— PROBLEM TO SOLVE —
Quote word for word the stretch of the listing below from the line containing "Would you please pick out the player in orange" through the line containing "point(628, 490)", including both of those lines.

━━━ DATA PROVIDED ━━━

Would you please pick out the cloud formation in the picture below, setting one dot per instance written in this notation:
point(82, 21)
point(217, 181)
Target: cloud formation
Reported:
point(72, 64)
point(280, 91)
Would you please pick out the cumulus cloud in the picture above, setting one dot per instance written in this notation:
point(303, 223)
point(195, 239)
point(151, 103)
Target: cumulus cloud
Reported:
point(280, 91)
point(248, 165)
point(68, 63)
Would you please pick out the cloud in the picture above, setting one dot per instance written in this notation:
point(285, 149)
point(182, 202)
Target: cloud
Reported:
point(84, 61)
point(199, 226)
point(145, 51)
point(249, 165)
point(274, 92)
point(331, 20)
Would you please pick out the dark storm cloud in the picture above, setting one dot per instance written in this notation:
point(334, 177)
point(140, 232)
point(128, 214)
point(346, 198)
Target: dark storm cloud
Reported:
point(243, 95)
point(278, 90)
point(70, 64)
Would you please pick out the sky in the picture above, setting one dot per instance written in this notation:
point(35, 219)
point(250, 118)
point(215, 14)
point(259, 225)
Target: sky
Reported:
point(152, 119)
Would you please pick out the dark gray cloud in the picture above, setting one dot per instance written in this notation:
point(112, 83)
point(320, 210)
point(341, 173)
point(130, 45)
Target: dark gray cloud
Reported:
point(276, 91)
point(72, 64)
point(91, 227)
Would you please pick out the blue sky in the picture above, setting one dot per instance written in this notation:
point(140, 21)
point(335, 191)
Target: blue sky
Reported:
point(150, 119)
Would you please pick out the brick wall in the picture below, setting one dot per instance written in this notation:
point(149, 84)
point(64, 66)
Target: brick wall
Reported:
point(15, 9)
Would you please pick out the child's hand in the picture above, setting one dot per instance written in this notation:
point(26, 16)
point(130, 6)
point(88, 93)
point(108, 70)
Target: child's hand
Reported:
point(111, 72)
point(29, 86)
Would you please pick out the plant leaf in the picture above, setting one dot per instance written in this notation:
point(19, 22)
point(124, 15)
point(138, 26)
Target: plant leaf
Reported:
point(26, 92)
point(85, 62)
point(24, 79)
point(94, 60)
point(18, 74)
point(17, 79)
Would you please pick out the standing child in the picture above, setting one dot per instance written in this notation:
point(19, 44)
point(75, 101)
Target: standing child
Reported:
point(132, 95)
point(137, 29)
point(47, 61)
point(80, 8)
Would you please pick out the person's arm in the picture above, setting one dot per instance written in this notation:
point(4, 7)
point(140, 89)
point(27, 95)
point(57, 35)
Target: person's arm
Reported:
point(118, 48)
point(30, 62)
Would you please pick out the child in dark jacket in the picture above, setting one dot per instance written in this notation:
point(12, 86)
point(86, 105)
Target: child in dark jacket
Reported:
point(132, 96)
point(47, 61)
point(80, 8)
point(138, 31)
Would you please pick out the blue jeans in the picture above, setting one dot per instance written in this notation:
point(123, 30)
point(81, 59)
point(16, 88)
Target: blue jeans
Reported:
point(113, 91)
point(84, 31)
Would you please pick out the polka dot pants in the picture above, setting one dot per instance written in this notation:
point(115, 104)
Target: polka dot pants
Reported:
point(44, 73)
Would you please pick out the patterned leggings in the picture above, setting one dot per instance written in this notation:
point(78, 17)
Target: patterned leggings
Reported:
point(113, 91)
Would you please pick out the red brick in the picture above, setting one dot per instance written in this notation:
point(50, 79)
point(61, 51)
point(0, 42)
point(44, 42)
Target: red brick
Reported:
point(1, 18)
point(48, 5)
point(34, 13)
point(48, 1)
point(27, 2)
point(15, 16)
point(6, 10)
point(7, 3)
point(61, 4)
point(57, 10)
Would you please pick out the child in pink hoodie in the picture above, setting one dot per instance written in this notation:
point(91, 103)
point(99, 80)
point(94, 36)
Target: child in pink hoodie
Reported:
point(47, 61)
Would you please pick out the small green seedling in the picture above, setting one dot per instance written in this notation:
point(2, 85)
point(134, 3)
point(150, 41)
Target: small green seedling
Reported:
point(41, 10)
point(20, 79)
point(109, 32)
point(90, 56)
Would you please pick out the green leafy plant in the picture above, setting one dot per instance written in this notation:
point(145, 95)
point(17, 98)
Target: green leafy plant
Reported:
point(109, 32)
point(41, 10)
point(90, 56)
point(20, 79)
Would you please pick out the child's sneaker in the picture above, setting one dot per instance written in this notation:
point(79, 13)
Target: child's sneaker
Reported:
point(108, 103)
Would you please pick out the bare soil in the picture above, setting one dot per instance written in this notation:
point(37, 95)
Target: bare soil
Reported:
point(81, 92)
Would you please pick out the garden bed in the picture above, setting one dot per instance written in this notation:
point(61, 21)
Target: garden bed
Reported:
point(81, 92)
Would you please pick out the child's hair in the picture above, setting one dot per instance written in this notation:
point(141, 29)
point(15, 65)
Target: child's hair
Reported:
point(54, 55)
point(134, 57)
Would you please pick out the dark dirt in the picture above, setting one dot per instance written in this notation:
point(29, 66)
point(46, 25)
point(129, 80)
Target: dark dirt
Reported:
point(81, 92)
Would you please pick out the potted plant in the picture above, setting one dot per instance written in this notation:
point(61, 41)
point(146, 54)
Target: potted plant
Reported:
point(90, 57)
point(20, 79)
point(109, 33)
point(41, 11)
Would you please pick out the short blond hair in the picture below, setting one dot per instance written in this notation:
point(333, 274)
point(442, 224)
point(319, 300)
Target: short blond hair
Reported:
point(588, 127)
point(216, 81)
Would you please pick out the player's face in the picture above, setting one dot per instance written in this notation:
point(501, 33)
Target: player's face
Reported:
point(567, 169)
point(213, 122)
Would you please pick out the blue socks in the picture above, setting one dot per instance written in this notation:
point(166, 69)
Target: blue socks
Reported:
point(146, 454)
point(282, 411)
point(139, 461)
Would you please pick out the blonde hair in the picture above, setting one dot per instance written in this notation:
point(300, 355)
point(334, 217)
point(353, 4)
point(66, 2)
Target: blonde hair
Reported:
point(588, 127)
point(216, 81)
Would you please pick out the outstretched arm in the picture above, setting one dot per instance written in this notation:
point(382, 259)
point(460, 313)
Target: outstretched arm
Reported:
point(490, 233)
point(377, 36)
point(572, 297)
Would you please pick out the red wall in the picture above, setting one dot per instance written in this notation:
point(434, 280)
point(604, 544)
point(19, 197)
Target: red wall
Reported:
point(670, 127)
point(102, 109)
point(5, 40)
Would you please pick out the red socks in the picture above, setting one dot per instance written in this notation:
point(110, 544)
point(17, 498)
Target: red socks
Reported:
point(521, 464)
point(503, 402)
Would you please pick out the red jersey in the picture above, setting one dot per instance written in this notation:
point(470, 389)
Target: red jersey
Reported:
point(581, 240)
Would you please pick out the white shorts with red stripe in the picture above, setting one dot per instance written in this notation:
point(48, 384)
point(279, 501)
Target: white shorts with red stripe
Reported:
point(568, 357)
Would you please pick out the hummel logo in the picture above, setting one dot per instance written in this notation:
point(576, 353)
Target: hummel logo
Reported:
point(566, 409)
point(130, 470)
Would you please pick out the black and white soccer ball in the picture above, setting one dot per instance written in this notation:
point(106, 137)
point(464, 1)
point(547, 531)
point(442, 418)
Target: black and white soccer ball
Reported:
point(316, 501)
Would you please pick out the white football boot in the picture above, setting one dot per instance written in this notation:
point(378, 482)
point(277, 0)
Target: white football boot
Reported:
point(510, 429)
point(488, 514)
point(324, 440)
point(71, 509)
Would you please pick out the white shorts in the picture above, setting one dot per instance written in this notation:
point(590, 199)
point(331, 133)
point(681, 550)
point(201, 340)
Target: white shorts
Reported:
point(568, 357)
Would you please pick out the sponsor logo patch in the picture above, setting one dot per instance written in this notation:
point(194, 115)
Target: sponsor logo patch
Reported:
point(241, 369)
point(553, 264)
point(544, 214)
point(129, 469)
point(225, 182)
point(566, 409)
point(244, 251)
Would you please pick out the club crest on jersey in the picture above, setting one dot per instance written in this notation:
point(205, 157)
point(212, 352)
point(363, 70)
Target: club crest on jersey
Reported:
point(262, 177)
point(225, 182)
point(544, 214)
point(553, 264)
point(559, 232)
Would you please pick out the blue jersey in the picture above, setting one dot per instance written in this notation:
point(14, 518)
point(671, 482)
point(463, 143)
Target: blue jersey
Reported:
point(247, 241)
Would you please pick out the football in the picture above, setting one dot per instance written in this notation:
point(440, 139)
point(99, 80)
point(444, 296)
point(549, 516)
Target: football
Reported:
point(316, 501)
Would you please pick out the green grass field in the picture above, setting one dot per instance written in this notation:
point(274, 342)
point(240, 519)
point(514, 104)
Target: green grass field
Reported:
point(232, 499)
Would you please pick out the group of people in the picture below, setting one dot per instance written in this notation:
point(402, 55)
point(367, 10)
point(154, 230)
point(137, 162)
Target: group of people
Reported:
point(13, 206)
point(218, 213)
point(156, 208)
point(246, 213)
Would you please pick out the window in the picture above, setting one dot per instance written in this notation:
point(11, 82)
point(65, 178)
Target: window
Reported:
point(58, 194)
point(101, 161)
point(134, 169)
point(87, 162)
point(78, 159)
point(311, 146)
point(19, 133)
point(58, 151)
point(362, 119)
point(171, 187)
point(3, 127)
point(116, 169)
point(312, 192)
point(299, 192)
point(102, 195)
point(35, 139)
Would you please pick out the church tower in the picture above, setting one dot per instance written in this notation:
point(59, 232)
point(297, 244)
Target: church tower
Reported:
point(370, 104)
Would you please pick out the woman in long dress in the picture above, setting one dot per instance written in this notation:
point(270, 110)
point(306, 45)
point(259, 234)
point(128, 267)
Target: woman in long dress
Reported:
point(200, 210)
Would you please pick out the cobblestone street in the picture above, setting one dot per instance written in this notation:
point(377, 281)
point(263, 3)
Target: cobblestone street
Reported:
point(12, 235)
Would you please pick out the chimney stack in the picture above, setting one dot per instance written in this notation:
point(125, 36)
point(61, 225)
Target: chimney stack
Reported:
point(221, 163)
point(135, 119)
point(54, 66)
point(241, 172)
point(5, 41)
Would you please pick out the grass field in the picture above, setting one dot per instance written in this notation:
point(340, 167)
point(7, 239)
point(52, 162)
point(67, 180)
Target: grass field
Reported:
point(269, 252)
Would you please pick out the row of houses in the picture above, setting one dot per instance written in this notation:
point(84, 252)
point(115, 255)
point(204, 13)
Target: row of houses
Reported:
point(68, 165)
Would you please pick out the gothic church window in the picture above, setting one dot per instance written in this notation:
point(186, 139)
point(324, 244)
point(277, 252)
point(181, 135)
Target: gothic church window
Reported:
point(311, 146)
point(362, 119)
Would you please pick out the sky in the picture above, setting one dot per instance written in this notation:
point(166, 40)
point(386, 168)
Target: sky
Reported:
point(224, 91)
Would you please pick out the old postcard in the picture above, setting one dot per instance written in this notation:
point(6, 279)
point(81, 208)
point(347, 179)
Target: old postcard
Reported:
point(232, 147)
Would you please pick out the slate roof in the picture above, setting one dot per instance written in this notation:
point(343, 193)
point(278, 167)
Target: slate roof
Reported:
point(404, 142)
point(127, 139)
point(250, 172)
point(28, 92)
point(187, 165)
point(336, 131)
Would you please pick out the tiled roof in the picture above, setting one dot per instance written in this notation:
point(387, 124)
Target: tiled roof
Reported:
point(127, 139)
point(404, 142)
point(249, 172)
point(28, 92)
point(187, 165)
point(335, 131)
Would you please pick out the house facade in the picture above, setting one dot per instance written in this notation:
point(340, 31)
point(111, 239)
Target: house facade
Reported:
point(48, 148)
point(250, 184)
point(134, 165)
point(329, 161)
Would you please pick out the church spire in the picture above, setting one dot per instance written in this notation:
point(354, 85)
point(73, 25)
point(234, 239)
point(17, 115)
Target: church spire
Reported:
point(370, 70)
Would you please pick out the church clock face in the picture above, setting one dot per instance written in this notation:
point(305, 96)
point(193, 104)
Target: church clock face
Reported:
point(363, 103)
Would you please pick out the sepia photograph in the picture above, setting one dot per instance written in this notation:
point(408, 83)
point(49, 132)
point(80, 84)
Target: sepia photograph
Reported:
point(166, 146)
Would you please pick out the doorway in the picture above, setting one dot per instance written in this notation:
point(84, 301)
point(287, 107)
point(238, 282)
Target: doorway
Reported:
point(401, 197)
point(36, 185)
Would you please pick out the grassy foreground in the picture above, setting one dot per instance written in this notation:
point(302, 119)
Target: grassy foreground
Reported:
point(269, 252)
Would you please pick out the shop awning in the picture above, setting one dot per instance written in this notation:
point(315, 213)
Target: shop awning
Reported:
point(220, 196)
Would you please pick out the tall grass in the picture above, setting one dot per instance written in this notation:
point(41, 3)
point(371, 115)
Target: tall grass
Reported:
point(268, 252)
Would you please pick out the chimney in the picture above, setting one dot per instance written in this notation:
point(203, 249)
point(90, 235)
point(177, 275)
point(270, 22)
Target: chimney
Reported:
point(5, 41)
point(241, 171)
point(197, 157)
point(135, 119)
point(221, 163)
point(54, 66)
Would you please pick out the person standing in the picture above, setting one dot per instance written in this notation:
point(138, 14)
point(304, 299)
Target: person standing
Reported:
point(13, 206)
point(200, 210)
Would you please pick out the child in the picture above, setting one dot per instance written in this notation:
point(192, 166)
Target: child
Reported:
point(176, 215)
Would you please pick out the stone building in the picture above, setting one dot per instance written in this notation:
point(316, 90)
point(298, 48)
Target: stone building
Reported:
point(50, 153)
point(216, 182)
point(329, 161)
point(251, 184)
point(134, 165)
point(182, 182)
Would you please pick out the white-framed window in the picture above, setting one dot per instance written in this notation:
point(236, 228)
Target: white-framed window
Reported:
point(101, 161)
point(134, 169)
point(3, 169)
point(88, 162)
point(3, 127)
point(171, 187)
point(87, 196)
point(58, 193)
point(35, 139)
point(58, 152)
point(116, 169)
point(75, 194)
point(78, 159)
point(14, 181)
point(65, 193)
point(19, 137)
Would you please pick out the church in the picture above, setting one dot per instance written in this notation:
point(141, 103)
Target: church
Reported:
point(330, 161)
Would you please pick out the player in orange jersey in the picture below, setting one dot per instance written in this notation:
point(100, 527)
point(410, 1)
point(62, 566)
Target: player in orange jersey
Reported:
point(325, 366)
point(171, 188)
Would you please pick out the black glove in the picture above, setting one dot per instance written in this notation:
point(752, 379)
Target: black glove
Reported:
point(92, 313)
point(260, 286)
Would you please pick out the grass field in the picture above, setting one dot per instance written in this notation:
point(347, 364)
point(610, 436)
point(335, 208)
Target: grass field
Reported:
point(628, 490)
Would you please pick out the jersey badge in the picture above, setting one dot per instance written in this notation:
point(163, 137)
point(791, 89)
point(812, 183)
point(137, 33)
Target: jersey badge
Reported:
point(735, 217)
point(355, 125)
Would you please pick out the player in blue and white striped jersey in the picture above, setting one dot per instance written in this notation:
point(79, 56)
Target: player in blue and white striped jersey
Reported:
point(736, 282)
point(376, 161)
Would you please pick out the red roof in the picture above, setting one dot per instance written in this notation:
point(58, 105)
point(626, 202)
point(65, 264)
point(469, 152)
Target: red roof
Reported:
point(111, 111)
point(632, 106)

━━━

— FULL OUTPUT —
Would you please pick out the player in orange jersey in the picture below, setting one dot per instance written in this notation:
point(100, 527)
point(410, 1)
point(62, 566)
Target: player in orange jersey
Reported:
point(325, 366)
point(171, 188)
Would you please pick out the black glove in the picture above, setting one dot per instance written in this notation:
point(752, 379)
Target: black glove
Reported:
point(92, 313)
point(260, 286)
Would you please pick out the grass field in the picture above, setting one dot per instance written in this notation:
point(347, 364)
point(610, 436)
point(335, 208)
Target: grass field
Reported:
point(628, 490)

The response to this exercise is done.